Source excerpt:
George Krasnow: Veterans for Peace Besiege Obama

10
1051

Veterans for Peace Besiege Obama’s White House

Winter Soldiers

The first Washington snow of the season kept falling as Daniel Ellsberg, of the Pentagon papers fame, stepped to the mike. “We are the Winter soldiers,” proclaimed Ellsberg to the cheering crowd of several hundred who besieged The White House on the chilly December 16, 2010, to demand President Obama STOP THESE WARS.  The Winter Soldiers versus Sunshine Patriots theme was as dear to the crowd now as it was to George Washington whom Thomas Paine exhorted in 1776 to rely on Winter soldiers in the fight for independence.

VFP insists on Nonviolence

The rally was organized by Veterans for Peace (VFP), a country-wide organization which since its inception in 1985 has struggled to steer the USA toward peaceful resolution of international conflicts. The VFP organizers wanted a silent vigil march from Lafayette Square to the White House, and then many of us will do nonviolent civil resistance, the key word being nonviolent.

Data extract:
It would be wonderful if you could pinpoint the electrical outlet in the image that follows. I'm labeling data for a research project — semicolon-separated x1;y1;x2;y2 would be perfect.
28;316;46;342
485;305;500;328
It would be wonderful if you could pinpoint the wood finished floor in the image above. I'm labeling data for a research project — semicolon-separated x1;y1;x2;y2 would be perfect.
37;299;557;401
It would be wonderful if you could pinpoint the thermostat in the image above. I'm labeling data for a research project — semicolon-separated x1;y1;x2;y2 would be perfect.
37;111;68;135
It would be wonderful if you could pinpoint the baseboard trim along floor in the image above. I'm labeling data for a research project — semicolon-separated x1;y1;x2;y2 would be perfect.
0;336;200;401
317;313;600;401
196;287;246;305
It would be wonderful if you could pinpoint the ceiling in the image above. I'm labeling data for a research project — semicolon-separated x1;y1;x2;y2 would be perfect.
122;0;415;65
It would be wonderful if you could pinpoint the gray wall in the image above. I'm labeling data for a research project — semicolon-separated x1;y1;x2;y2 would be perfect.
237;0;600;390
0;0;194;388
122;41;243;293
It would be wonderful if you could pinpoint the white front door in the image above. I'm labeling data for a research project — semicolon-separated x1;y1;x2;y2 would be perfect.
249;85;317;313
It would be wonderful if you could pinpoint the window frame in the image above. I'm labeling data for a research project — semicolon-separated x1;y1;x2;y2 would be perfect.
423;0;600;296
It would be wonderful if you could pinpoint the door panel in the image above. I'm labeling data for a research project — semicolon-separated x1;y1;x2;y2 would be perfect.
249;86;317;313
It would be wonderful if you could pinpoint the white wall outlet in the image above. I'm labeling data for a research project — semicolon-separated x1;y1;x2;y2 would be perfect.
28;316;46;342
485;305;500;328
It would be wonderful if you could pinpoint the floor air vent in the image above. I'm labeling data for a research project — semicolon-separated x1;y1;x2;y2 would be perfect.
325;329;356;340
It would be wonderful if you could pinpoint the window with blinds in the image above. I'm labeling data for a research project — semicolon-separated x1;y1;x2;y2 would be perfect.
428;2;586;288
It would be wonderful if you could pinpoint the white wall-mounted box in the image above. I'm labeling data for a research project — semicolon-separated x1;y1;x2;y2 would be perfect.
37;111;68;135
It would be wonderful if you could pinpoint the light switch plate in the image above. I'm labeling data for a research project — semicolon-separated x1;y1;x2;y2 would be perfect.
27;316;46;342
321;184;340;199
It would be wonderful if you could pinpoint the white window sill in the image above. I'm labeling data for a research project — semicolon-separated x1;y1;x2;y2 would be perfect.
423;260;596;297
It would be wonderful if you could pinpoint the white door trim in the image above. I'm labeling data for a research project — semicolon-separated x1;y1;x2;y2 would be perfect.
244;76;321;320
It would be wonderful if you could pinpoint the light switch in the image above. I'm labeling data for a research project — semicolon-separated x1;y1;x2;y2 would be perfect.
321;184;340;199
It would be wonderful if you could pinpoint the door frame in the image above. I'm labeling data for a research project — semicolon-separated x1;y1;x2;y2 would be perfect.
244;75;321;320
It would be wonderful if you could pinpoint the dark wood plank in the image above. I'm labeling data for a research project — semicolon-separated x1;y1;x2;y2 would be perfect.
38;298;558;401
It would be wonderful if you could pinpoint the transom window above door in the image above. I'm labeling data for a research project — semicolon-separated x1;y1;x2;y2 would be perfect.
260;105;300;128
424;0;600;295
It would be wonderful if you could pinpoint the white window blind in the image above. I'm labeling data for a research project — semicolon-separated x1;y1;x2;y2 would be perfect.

Problems to work on:
**A.** According to the article about the Veterans for Peace rally at the White House, in what year was Veterans for Peace founded?
**B.** Pick up the article about the Veterans for Peace rally at the White House where it stops, and carry it forward by a few paragraphs.

Written responses:
**A.** 1985

**B.**
The cost of war

“We are dedicated to exposing the true costs of war and militarism,” says Mike Ferner, VFP president. “We’ve killed well over a million people. We’ve orphaned and displaced five times that number at least. And here in our own country, we’ve managed to throw millions of people out of work and out of their homes.”

The Memory of Yester Years

As the snow continued to fall, the memory of yester years came back:

Moscow 1962.

I’m in my first job as editor of Moscow Radio’s foreign languages broadcast. From time to time my colleagues and I get time off to “go and demonstrate unanimity” with foreign dignitaries visiting Moscow in support of “peaceful coexistence.” Western media then echoes this propaganda of “unanimity.” Between ourselves we whisper the latest of Radio Yerevan’s black humor: “Our listener asks: Will there be a nuclear war between the United States and the USSR? Our expert replies: “No, there will be no war. But the struggle for peace will be such that no stone on earth shall remain in place.” I know that one of my former Moscow State University classmates is in prison, the other in an insane asylum. Peaceful coexistence?

Sweden 1965

University of Lund. I am a free man protected by political asylum in Sweden. Alas, the overwhelming student opinion condemns US “aggression” in South Vietnam. “US imperialism is the main obstacle to peace,” they say. I’m packing to leave for to the United States.

Chicago 1966

At the University of Chicago I learn English by reading the student newspaper, The Maroon. The Trotskyites on campus agree there is no freedom in the USSR. But when it comes to the Vietnam War, they swallow Soviet propaganda, hook, line, and sinker. Like any Leftist organizers of “antiwar” movement, they are peaceNIKs.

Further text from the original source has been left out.